SHORT EXERCISE -> Rewrite every line of the listing below, changing "photograph" to "image" wherever it occurs and keeping all other text the same. Leave the pictures out of your answer.

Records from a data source
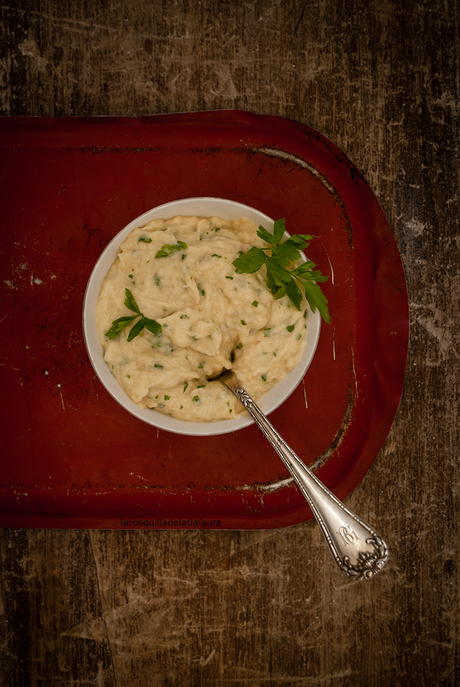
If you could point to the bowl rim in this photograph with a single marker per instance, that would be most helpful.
(268, 403)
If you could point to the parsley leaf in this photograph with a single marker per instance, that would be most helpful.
(118, 326)
(122, 322)
(282, 279)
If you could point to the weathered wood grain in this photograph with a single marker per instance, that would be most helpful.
(380, 78)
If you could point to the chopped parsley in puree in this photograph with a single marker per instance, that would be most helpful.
(173, 310)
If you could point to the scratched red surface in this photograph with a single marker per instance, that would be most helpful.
(71, 456)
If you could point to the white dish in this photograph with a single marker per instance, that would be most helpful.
(202, 207)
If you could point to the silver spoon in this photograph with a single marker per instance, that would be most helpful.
(357, 549)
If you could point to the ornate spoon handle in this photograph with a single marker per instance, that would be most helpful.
(357, 549)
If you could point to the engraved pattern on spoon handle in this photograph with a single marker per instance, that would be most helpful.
(357, 549)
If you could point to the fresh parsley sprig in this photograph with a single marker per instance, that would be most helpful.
(122, 322)
(282, 279)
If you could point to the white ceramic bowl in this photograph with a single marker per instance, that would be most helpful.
(202, 207)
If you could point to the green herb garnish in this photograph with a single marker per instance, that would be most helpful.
(281, 279)
(122, 322)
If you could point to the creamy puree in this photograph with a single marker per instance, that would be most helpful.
(211, 317)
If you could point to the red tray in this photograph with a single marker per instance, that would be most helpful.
(72, 457)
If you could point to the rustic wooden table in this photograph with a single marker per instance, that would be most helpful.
(146, 608)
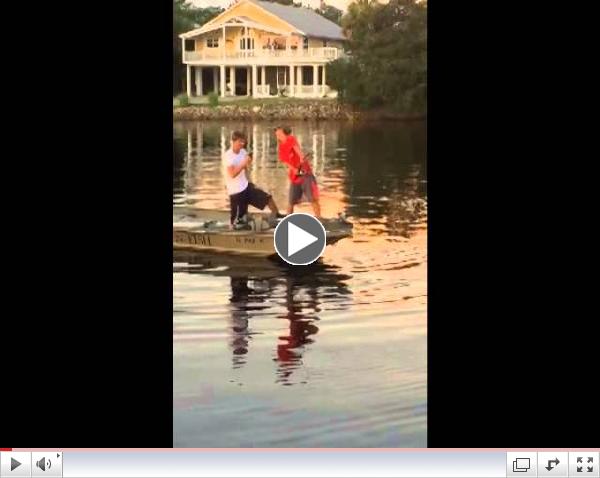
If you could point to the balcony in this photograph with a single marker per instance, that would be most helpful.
(263, 55)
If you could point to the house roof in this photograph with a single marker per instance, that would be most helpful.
(309, 22)
(237, 21)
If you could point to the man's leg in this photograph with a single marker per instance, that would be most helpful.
(316, 208)
(311, 191)
(260, 199)
(294, 196)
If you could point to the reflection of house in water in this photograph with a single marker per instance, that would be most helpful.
(260, 287)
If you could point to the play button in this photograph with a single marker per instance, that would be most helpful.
(299, 239)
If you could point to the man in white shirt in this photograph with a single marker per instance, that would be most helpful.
(241, 192)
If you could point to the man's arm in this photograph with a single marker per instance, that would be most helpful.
(233, 171)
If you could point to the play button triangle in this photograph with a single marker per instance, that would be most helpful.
(298, 239)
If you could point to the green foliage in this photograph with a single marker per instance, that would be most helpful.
(387, 66)
(186, 17)
(283, 2)
(183, 100)
(213, 99)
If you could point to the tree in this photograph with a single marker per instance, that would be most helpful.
(387, 66)
(186, 17)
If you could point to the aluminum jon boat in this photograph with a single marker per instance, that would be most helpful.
(207, 229)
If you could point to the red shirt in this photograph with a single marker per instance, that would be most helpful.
(288, 155)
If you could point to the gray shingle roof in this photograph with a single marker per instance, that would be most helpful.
(304, 19)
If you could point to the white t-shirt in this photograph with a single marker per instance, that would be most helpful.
(240, 182)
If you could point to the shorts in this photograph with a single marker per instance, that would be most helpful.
(252, 196)
(307, 188)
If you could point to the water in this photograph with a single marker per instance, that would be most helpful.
(328, 355)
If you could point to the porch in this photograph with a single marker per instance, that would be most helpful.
(265, 81)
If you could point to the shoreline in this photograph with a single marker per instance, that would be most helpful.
(285, 110)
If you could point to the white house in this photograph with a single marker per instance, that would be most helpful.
(262, 49)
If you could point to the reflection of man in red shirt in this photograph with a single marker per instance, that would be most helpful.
(302, 180)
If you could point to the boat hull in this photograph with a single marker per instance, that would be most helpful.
(197, 234)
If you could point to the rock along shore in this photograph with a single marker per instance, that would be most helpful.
(306, 110)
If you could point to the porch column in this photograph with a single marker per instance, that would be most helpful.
(188, 85)
(248, 73)
(222, 84)
(198, 80)
(254, 80)
(223, 44)
(232, 80)
(292, 80)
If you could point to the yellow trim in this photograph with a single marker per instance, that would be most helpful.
(215, 20)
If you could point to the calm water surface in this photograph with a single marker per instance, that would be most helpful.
(327, 355)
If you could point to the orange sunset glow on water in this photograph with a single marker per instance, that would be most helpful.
(332, 354)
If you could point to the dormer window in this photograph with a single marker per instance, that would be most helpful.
(246, 43)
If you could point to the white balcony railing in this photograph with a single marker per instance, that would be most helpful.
(323, 53)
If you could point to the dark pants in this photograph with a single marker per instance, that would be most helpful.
(252, 196)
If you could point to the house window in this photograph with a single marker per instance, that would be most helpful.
(246, 43)
(212, 42)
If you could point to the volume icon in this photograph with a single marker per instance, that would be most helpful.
(43, 464)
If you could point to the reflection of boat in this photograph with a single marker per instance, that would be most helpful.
(267, 287)
(203, 229)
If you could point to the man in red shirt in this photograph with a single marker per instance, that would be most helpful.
(302, 179)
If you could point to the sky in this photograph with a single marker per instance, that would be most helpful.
(341, 4)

RESULT OF THIS EXERCISE ->
If you could point to the bowl rim in this image with a single marker per instance, that would be most helpful.
(268, 403)
If you could point to the parsley leaf in this image with a single marker per instance, that would be most helpful.
(118, 326)
(122, 322)
(282, 279)
If you could point to the weathered wood grain in this image with a single marker per instance, that would be most helpful.
(380, 78)
If you could point to the chopped parsley in puree in this image with a single marker per instance, that would be most helpful.
(173, 310)
If you could point to the scratched red surface in this image with a single marker per instance, that would be most helpful.
(71, 456)
If you could point to the white dish in this image with a single marker per instance, that would be most helpful.
(202, 207)
If you could point to the silver spoon in this image with a single marker per instance, that would be most helpful.
(357, 549)
If you could point to the ornate spoon handle in this image with a single marker per instance, that would be most helpful.
(357, 549)
If you could point to the engraved pattern on spoon handle in this image with a single marker per instance, that would be most helpful.
(357, 549)
If you could point to the fresh parsley sprig in this image with a single marker per instance, that would be most helpful.
(122, 322)
(282, 279)
If you could point to the white ceramic bowl in this image with a single marker per instance, that would be most helpful.
(202, 207)
If you could point to the green herb garnish in this image with a single marker per instance, that would be most helpful.
(281, 279)
(122, 322)
If you could point to the creamy puree in this image with a single marker per instance, that would be most helpful.
(211, 317)
If you could point to the red tray in this image with a single marker per instance, that would be most helpful.
(72, 457)
If you could point to the rustic wooden table in this image with a single marker per instance, that would be most helpful.
(146, 608)
If you could point to the balcony in this image with a single marker per instance, that would be most helpful.
(263, 55)
If you could point to the house roof in this image with a single marker per instance, that would be most helpful.
(309, 22)
(237, 21)
If you could point to the man's leg in this image with a single marker per instance, that would be most helpful.
(316, 208)
(311, 191)
(260, 199)
(294, 196)
If you could point to the reflection of house in water in this image with a single marker per instance, that would be most helpful.
(260, 287)
If you could point to the play button in this image with a single marker per instance, that would be most helpful.
(299, 239)
If you could point to the man in white shirt in this image with a single marker per instance, that would be most helpful.
(241, 192)
If you could point to the man's arm in this image with a single marker per instance, that would be most helpful.
(233, 171)
If you could point to the play button triangle in this image with a single marker per instance, that would be most helpful.
(298, 239)
If you could point to the green foliage in this image with a single marker per instance, that would be most helpful.
(387, 66)
(186, 17)
(283, 2)
(183, 100)
(213, 99)
If you could point to the tree in this image with a single marker per instance, that would be most helpful.
(387, 66)
(186, 17)
If you could point to the aluminum jon boat in this image with a single marker per instance, that would be most helpful.
(207, 229)
If you could point to the red shirt in this image with a single marker per instance, that would be most helpful.
(288, 155)
If you could point to the gray shingle roof in this image with a single marker per instance, that would be most helpful.
(304, 19)
If you could point to the white t-shirt in this image with a single marker per instance, that would be most helpful.
(240, 182)
If you could point to the shorts in this image with a single marker per instance, that would be most helpful.
(252, 196)
(307, 188)
If you could point to the water in this image with a single marker per instance, that would be most helpful.
(328, 355)
If you could point to the porch in this image with a single marker per instance, that would be most helpful.
(265, 81)
If you could point to the shoreline in this image with a single marker per instance, that would be most helpful.
(285, 110)
If you could point to the white house in this image with a single marker per instance, that would be most helpful.
(262, 49)
If you could point to the reflection of man in red shirt in this image with a single marker per instance, that would be most helpful.
(302, 180)
If you could point to the boat hull in this image with a single marker per instance, that would be most helpful.
(197, 234)
If you could point to the rock along shore in this image with a single marker per instance, that would be most helpful.
(306, 110)
If you could point to the porch column in this image with a single marker per instance, that would be most helpful.
(188, 85)
(248, 73)
(222, 84)
(198, 80)
(254, 80)
(223, 44)
(232, 80)
(292, 80)
If you could point to the yellow trim in this image with a single marker per instance, that would be most helpful.
(215, 20)
If you could point to the calm water surface in this image with a single marker per instance, that would be most helpful.
(327, 355)
If you could point to the orange sunset glow on water in this image with a single marker per instance, that would be most helpful.
(332, 354)
If you could point to the dormer window in this image with a single marker per instance, that would be most helpful.
(246, 43)
If you could point to the white balcony railing in this image with a single marker per instance, that would be most helpful.
(323, 53)
If you could point to the dark pants in this image with a single marker per instance, that would be most helpful.
(252, 196)
If you could point to the house window in this image with a single marker per instance, that would be most helpful.
(246, 43)
(212, 42)
If you could point to the volume icon in this image with a single marker per instance, that would be most helpful.
(43, 464)
If you could point to the reflection of boat in this image with a single marker per instance, that would be most helpful.
(267, 287)
(203, 229)
If you could point to the man in red shirt in this image with a single marker per instance, that would be most helpful.
(302, 179)
If you could point to the sky in this image with a single marker per instance, that would be most helpful.
(341, 4)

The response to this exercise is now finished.